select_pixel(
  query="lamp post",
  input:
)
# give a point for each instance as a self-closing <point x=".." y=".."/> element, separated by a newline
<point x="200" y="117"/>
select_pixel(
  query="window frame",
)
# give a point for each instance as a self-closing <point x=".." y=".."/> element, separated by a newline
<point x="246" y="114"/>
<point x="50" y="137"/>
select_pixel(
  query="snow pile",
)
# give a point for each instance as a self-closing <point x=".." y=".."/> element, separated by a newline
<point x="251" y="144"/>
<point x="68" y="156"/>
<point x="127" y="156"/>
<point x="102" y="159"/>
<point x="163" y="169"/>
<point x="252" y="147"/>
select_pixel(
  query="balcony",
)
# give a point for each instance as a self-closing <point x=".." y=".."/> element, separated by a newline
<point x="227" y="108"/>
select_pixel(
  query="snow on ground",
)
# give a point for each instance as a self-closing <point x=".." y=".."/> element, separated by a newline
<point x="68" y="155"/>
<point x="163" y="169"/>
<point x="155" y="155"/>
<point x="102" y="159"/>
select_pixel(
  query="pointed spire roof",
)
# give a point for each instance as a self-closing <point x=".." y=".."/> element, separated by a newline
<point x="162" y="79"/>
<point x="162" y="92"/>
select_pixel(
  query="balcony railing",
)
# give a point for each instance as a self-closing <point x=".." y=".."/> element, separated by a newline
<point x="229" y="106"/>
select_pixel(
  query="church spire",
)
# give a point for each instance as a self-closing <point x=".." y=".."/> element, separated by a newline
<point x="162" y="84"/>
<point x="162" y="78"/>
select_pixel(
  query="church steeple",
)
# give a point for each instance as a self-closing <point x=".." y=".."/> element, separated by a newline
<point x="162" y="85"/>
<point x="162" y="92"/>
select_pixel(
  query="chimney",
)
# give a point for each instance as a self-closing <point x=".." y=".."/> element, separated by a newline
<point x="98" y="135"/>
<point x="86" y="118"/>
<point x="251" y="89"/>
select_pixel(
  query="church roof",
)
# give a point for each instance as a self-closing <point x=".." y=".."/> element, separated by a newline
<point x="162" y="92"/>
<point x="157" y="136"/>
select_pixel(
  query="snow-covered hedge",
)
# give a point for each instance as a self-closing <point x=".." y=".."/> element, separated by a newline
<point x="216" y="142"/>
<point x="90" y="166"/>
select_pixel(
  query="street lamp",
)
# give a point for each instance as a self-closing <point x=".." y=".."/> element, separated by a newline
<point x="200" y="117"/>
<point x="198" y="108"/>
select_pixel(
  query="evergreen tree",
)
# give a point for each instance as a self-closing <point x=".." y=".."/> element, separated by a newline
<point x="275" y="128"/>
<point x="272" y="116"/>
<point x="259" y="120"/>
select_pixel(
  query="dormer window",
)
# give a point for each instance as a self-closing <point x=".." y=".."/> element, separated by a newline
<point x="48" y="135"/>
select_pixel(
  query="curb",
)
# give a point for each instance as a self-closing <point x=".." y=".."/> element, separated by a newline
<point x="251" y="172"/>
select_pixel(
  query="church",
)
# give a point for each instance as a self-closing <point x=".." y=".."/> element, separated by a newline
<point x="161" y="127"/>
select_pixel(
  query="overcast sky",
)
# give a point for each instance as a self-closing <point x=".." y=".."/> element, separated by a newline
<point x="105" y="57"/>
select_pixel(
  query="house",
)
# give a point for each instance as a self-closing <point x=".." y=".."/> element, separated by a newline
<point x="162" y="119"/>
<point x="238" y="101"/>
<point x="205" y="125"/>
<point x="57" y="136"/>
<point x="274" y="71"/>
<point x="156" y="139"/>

_How to complete this task_
What is needed is a word-for-word copy of all the entries.

_Task solution_
select_pixel(
  query="lamp post",
  input:
)
# give a point for each instance as a self-closing <point x=".." y=".."/> element, separated by a newline
<point x="200" y="117"/>
select_pixel(
  query="window frame",
)
# give a point for each instance as a self-closing <point x=".." y=".."/> element, separated by a newline
<point x="246" y="114"/>
<point x="50" y="137"/>
select_pixel(
  query="snow pile",
)
# give a point for each instance as a self-closing <point x=".." y=".."/> element, separated by a newline
<point x="251" y="144"/>
<point x="68" y="156"/>
<point x="127" y="156"/>
<point x="102" y="159"/>
<point x="163" y="169"/>
<point x="252" y="147"/>
select_pixel(
  query="balcony",
)
# give a point for each instance as a self-closing <point x=".." y=".."/> element, separated by a newline
<point x="227" y="108"/>
select_pixel(
  query="snow on ground",
)
# give a point for each instance as a self-closing <point x=".." y=".."/> element, separated by a newline
<point x="68" y="155"/>
<point x="163" y="169"/>
<point x="155" y="155"/>
<point x="102" y="159"/>
select_pixel(
  query="pointed spire roof",
)
# give a point for each instance as a self-closing <point x=".." y=".."/> element, separated by a newline
<point x="162" y="79"/>
<point x="162" y="92"/>
select_pixel(
  query="balcony railing",
)
# give a point for each instance as a self-closing <point x=".." y=".."/> element, separated by a newline
<point x="229" y="106"/>
select_pixel(
  query="church spire",
)
# give a point for each instance as a self-closing <point x=".." y=".."/> element, separated by a newline
<point x="162" y="84"/>
<point x="162" y="78"/>
select_pixel(
  query="church steeple",
)
# give a point for each instance as a self-closing <point x=".." y=".."/> element, separated by a newline
<point x="162" y="85"/>
<point x="162" y="92"/>
select_pixel(
  query="chimney",
)
# give a point for each instance as a self-closing <point x=".." y=".."/> element, separated by a newline
<point x="98" y="135"/>
<point x="86" y="118"/>
<point x="251" y="89"/>
select_pixel(
  query="church roof",
)
# give a point for each instance as a self-closing <point x=".." y=".."/> element, separated by a newline
<point x="162" y="92"/>
<point x="157" y="136"/>
select_pixel(
  query="snow-covered hedge",
)
# give a point for each instance as a self-closing <point x=".." y=".."/> element, separated by a newline
<point x="216" y="142"/>
<point x="90" y="166"/>
select_pixel(
  query="street lamp",
)
# give a point for each instance as a self-closing <point x=".." y=".."/> element, separated by a newline
<point x="200" y="117"/>
<point x="198" y="108"/>
select_pixel(
  query="evergreen tree",
)
# give a point for each instance as a self-closing <point x=".." y=".."/> element, separated by a newline
<point x="275" y="128"/>
<point x="272" y="116"/>
<point x="259" y="120"/>
select_pixel(
  query="dormer window",
)
# give a point for each instance as a self-closing <point x=".." y=".."/> element, separated by a newline
<point x="48" y="135"/>
select_pixel(
  query="curb",
)
# give a point for each instance as a self-closing <point x=".." y=".."/> element, separated by a newline
<point x="251" y="172"/>
select_pixel(
  query="church",
)
# give a point for each instance as a self-closing <point x=".." y=".."/> element, separated by a newline
<point x="161" y="127"/>
select_pixel(
  query="overcast sky",
)
# give a point for each instance as a self-closing <point x=".." y=".."/> element, separated by a newline
<point x="105" y="57"/>
select_pixel(
  query="house",
)
# give a point for each instance as a self-closing <point x=".." y=".."/> element, separated by a newline
<point x="162" y="119"/>
<point x="238" y="101"/>
<point x="205" y="125"/>
<point x="57" y="136"/>
<point x="274" y="71"/>
<point x="156" y="139"/>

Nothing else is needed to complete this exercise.